About this task:
Among the entries below, tally each line in which the word "path" is found, then state the tally alone.

··· Material for the task ···

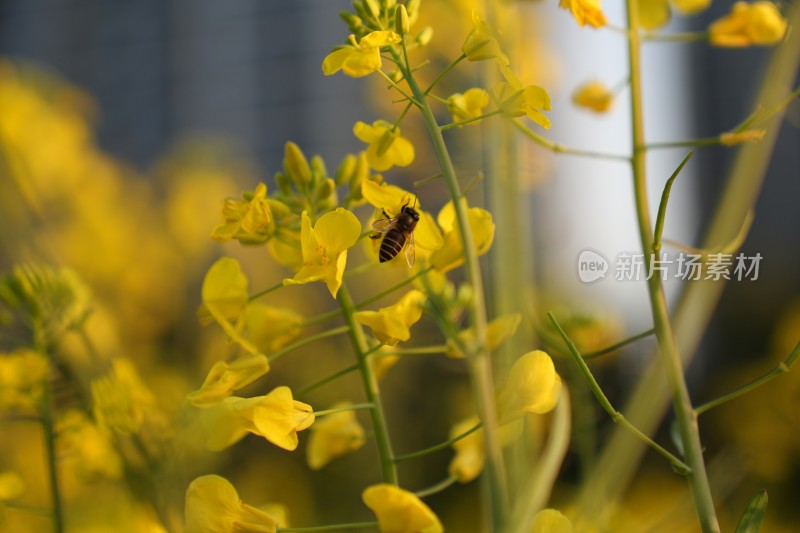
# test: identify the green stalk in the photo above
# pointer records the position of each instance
(371, 389)
(49, 433)
(668, 349)
(478, 361)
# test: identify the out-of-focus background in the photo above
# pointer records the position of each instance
(124, 125)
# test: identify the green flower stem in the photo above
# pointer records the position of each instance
(437, 488)
(422, 350)
(617, 346)
(354, 407)
(469, 120)
(334, 527)
(437, 447)
(668, 348)
(371, 389)
(684, 37)
(48, 426)
(326, 380)
(308, 340)
(561, 149)
(615, 415)
(443, 73)
(662, 207)
(782, 368)
(478, 361)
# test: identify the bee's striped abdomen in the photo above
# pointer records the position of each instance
(391, 245)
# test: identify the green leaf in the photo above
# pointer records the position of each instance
(754, 514)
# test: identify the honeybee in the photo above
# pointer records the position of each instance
(398, 233)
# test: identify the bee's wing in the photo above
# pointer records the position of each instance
(411, 251)
(382, 225)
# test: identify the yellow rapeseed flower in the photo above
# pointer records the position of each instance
(392, 324)
(759, 23)
(333, 436)
(213, 506)
(585, 12)
(223, 379)
(400, 511)
(517, 100)
(533, 386)
(451, 254)
(245, 220)
(468, 105)
(387, 147)
(357, 59)
(593, 95)
(325, 248)
(22, 378)
(481, 43)
(277, 417)
(550, 521)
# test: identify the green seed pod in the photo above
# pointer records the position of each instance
(425, 36)
(401, 20)
(295, 164)
(346, 169)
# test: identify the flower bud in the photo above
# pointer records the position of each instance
(373, 8)
(346, 169)
(425, 36)
(295, 164)
(401, 20)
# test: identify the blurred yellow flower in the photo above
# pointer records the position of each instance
(325, 248)
(392, 324)
(358, 59)
(533, 386)
(245, 220)
(213, 506)
(87, 449)
(481, 43)
(271, 328)
(387, 147)
(391, 199)
(468, 105)
(593, 95)
(22, 377)
(517, 100)
(467, 464)
(120, 398)
(400, 511)
(451, 254)
(734, 138)
(550, 521)
(11, 486)
(759, 23)
(497, 331)
(223, 379)
(585, 12)
(333, 436)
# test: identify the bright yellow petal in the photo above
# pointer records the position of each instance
(334, 61)
(337, 230)
(400, 511)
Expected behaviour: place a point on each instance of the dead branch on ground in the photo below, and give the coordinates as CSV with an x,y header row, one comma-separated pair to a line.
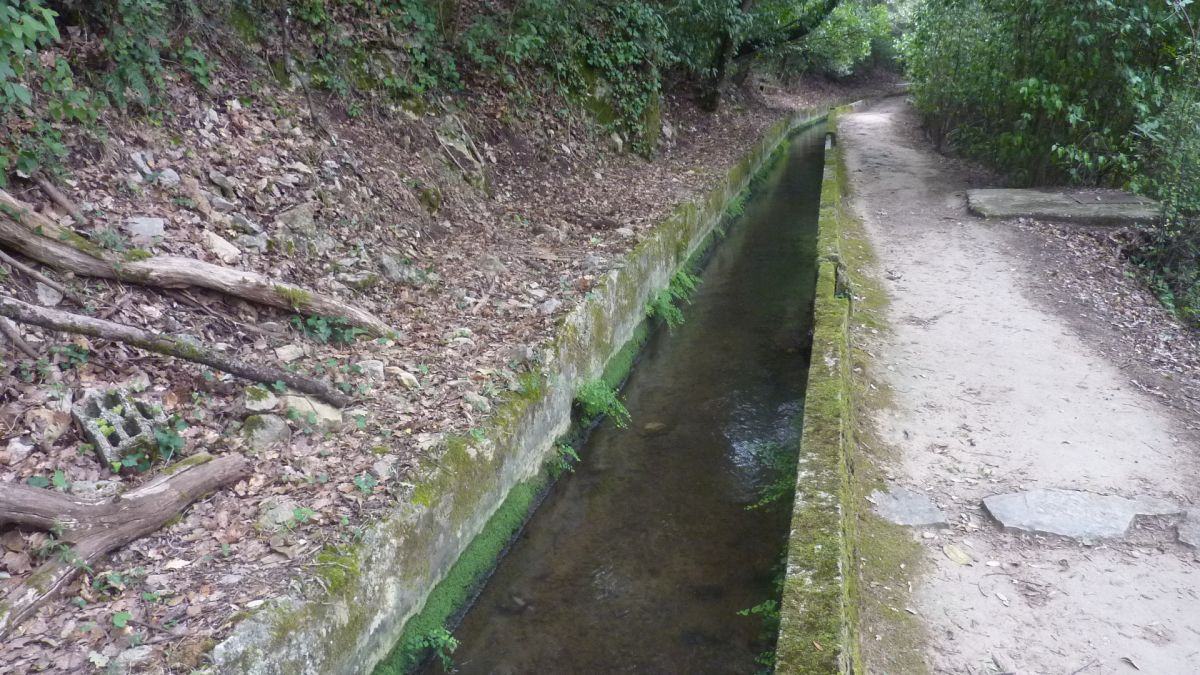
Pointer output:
x,y
40,238
163,344
87,531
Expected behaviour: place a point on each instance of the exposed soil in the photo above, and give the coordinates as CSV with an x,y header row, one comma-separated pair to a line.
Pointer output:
x,y
484,261
1020,356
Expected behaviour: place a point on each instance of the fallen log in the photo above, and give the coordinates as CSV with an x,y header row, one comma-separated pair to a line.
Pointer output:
x,y
87,531
40,238
165,344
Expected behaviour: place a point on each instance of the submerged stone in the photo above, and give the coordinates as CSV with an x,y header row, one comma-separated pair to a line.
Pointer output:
x,y
1073,513
907,507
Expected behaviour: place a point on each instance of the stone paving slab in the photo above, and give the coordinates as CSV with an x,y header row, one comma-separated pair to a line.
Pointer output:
x,y
907,507
1073,513
1188,531
1090,205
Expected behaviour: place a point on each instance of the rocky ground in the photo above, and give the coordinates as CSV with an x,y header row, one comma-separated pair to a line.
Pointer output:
x,y
471,231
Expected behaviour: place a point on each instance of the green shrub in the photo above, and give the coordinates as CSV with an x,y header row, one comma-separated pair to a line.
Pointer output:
x,y
595,399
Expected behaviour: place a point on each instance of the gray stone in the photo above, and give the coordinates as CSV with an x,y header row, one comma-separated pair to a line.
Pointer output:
x,y
396,269
95,489
142,160
907,507
47,297
359,280
1188,530
408,380
115,423
167,178
298,217
221,204
477,401
18,449
259,399
222,181
1073,513
276,513
1087,205
384,467
129,659
244,223
221,248
263,431
372,369
253,242
288,353
313,411
145,231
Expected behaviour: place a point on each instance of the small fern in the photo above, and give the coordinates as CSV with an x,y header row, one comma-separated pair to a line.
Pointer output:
x,y
595,399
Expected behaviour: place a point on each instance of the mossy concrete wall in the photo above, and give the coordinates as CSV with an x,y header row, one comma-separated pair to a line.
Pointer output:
x,y
371,590
819,609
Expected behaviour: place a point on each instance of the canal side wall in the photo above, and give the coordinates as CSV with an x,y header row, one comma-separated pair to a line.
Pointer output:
x,y
390,592
819,616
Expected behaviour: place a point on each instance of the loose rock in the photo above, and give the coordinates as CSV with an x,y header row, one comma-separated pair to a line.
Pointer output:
x,y
265,430
1188,530
907,507
312,411
1073,513
220,248
145,231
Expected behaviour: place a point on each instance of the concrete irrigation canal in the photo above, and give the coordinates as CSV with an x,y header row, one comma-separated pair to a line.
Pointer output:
x,y
671,526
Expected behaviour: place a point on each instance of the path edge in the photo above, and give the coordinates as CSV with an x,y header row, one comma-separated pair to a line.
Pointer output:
x,y
819,611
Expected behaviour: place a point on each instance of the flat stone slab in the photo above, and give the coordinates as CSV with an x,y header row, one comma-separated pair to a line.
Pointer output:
x,y
1188,530
1073,513
1084,205
907,507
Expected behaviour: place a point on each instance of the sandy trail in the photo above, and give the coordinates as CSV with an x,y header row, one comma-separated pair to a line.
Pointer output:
x,y
995,393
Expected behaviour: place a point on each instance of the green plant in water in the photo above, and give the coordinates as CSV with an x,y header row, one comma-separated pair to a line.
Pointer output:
x,y
598,399
665,304
778,461
565,458
442,644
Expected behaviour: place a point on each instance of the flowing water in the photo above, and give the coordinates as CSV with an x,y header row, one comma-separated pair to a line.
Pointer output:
x,y
642,559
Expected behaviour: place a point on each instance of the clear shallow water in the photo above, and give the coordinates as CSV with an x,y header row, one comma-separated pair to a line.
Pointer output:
x,y
641,560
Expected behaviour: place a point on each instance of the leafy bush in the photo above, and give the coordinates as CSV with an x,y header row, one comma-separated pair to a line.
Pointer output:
x,y
1171,251
1084,91
37,90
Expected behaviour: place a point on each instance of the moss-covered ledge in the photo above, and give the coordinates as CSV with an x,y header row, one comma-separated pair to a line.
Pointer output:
x,y
475,491
819,610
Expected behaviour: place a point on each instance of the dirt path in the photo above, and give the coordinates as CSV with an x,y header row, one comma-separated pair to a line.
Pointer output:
x,y
995,393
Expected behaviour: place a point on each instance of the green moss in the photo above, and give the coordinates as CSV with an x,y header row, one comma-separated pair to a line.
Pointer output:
x,y
844,549
252,423
463,578
295,298
186,463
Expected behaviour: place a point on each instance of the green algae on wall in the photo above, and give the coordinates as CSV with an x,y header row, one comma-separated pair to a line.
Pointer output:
x,y
819,609
413,567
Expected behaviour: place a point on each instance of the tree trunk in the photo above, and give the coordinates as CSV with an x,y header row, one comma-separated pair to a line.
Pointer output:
x,y
88,531
163,344
43,240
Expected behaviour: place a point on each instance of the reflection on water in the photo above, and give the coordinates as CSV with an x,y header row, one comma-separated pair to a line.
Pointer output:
x,y
640,561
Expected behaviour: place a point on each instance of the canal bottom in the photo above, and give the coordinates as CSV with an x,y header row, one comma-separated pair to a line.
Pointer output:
x,y
647,556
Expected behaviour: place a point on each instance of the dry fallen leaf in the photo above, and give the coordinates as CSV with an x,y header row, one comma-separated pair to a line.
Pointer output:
x,y
957,554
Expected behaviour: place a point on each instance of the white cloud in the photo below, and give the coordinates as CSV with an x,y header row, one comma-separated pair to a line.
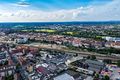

···

Reply:
2